Material for this task
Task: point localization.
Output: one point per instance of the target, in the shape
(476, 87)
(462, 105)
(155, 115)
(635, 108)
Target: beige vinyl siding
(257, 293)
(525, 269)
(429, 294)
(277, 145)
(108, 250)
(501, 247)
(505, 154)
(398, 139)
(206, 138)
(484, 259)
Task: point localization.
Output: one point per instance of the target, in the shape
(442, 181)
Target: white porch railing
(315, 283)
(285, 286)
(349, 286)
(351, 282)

Given task
Rewrite all the records above as a JSON list of strings, with one string for each line and no entries for blank lines.

Complete output
[
  "Task: point localization.",
  "Output: one point per instance of the target, in the shape",
  "(476, 87)",
  "(462, 105)",
  "(155, 115)",
  "(635, 108)",
  "Target: beige vinyl siding",
  "(257, 293)",
  "(525, 269)",
  "(429, 294)",
  "(277, 145)",
  "(108, 250)",
  "(501, 247)",
  "(505, 154)",
  "(398, 139)",
  "(206, 138)",
  "(484, 259)",
  "Task: point localization.",
  "Output: one point per instance of the target, in the shape",
  "(442, 181)",
  "Target: white porch railing",
  "(315, 283)",
  "(285, 286)",
  "(349, 286)",
  "(351, 282)"
]